Referring expression pointing data
****************************************
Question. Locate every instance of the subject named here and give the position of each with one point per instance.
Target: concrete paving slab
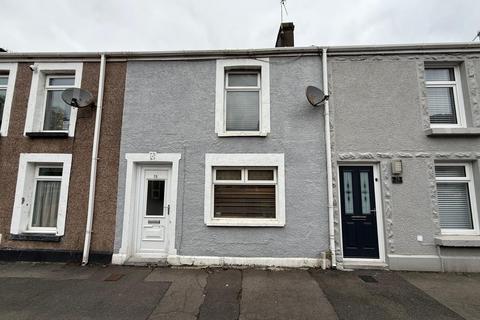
(391, 297)
(283, 295)
(459, 292)
(222, 299)
(33, 298)
(54, 271)
(183, 299)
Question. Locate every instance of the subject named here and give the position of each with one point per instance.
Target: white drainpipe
(93, 171)
(328, 147)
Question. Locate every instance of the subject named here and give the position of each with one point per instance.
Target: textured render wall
(379, 110)
(80, 147)
(169, 107)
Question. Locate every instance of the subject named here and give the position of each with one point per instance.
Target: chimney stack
(285, 35)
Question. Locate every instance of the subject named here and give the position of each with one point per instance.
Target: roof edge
(332, 50)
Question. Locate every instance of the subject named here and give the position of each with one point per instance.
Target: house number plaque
(153, 156)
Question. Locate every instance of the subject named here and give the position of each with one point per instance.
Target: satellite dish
(78, 98)
(315, 96)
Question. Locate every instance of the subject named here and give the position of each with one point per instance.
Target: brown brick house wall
(81, 149)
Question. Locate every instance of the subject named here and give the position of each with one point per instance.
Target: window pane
(454, 206)
(155, 197)
(260, 175)
(3, 92)
(365, 192)
(229, 174)
(50, 172)
(441, 105)
(242, 111)
(70, 81)
(439, 74)
(450, 171)
(45, 207)
(348, 192)
(57, 112)
(3, 80)
(244, 201)
(242, 79)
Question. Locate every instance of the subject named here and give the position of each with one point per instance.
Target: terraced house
(218, 158)
(46, 154)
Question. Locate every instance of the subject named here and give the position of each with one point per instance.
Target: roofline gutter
(430, 48)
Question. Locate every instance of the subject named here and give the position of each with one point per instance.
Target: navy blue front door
(359, 220)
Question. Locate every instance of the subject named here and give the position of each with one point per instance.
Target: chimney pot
(285, 35)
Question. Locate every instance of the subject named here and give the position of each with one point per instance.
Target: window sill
(453, 132)
(43, 237)
(243, 134)
(61, 135)
(244, 223)
(458, 240)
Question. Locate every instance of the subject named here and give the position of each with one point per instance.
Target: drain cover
(368, 279)
(114, 277)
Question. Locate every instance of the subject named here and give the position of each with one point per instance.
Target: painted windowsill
(472, 132)
(458, 240)
(242, 134)
(61, 135)
(43, 237)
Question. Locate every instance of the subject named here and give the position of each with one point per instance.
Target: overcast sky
(134, 25)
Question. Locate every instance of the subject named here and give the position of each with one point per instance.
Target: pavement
(68, 291)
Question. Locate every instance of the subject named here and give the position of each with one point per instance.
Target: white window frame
(49, 87)
(457, 96)
(471, 190)
(11, 68)
(25, 191)
(37, 178)
(223, 67)
(251, 161)
(38, 93)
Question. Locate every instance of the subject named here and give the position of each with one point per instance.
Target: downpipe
(328, 147)
(93, 171)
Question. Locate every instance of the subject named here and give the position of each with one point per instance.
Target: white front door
(153, 211)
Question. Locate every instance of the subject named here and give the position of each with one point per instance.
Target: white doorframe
(135, 161)
(378, 204)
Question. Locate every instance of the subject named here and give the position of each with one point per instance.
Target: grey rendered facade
(170, 108)
(379, 113)
(379, 108)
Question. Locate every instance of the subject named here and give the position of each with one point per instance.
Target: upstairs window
(57, 112)
(456, 199)
(242, 101)
(242, 106)
(444, 97)
(8, 72)
(47, 114)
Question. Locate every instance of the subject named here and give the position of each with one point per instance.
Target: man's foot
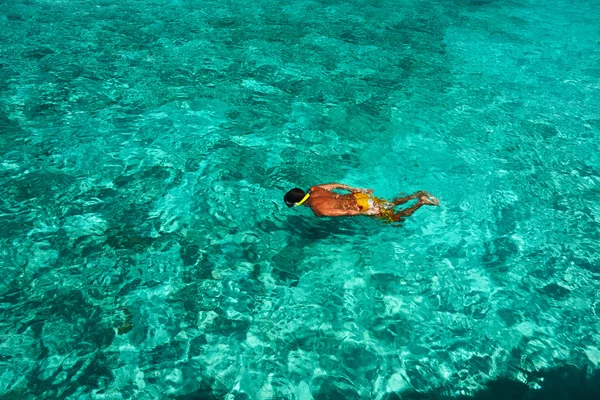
****************************************
◆ About this task: Keep the pictures out and transcribe the entries exactly.

◆ Exercise solution:
Question. Locate every instance of the subject named here and give the position of each with one point per instance.
Target: concrete paving slab
(391, 297)
(283, 295)
(459, 292)
(222, 299)
(33, 298)
(54, 271)
(183, 299)
Question. Locate every instance of the subject named here and give the position of each with one point per instance.
Target: white drainpipe
(93, 171)
(328, 147)
Question. Locate every instance of the subject named here and give the position of each with one point per instance.
Target: textured render wall
(379, 110)
(80, 147)
(169, 107)
Question. Locate every instance of the subject named here and give the position of each with one point per instance.
Target: chimney stack
(285, 35)
Question. Locate every instance of the subject named here and give the position of each with one point per instance.
Target: roof edge
(332, 50)
Question. Locate every instance of the subject named here and give the position of each with one point per instance.
Target: house number plaque
(153, 156)
Question. Locate every instance of the subject named here and give the position of each with one point per instance.
Target: satellite dish
(78, 98)
(315, 96)
Question. Locate every instance of the subject named here and give the position of each with one point per instance.
Target: brown brick house wall
(81, 149)
Question. Locate every instance of the subject named here and give the position of each with one point per instance.
Target: window pane
(454, 206)
(155, 197)
(260, 175)
(3, 92)
(365, 192)
(229, 174)
(50, 172)
(441, 105)
(242, 111)
(70, 81)
(439, 74)
(450, 171)
(45, 207)
(348, 192)
(57, 112)
(3, 80)
(244, 201)
(242, 79)
Question. Locate every instance of the subject named here and give the position of each with one point per instance.
Target: terraced house
(218, 158)
(46, 154)
Question. Locate every instance of the subject named here and give the position of each with one point per instance.
Target: roofline gutter
(430, 48)
Question. Locate every instance of the subject named here and give the position of each with one point per instance.
Target: navy blue front door
(359, 220)
Question. Locate every instance of the subject named here and give the position of each with one point per instance.
Target: chimney pot
(285, 35)
Question. Locate every instance of the subject named here and give the position of each with one point per instance.
Target: window sill
(453, 132)
(43, 237)
(243, 134)
(61, 135)
(244, 223)
(458, 240)
Question. Locate every instance of the subject named here and give the position of each with one point per instance.
Target: drain cover
(368, 279)
(114, 277)
Question. Locate every instance of the subject named here and give the position of each with one point per instance.
Target: painted windowsill
(472, 132)
(458, 240)
(242, 134)
(61, 135)
(43, 237)
Question. Locate every instance of the subject named here and give the position of each with one point per instance.
Target: overcast sky
(134, 25)
Question. Locate every instance of the subject named here and give the position of each with one point per instance.
Target: pavement
(68, 291)
Question. Locate every instance of the subject named here and give the position of each with one point per instance.
Target: white window frame
(49, 87)
(457, 96)
(471, 190)
(11, 68)
(25, 191)
(37, 178)
(223, 67)
(251, 161)
(38, 93)
Question. Locate every instance of the subject named here and give the position of each with one point per instance.
Target: downpipe
(328, 147)
(93, 171)
Question. Locate every instance of the subject named here and give the position of each with one point per instance.
Target: white front door
(153, 211)
Question. Locate every instance of the subject named here and give the position of each with one point per instance.
Target: white doorframe
(135, 161)
(378, 204)
Question. Locate every instance of the subject named here and give the position of each with one point per instance.
Target: grey rendered facade
(170, 108)
(379, 113)
(379, 108)
Question. Locate every instance of the subject named here and give the position of each with one point per instance.
Target: upstairs window
(57, 112)
(456, 199)
(242, 101)
(242, 106)
(444, 97)
(8, 72)
(47, 114)
Question. Locate every instance of the subject named here and give the position of each with one point per instance.
Target: man's foot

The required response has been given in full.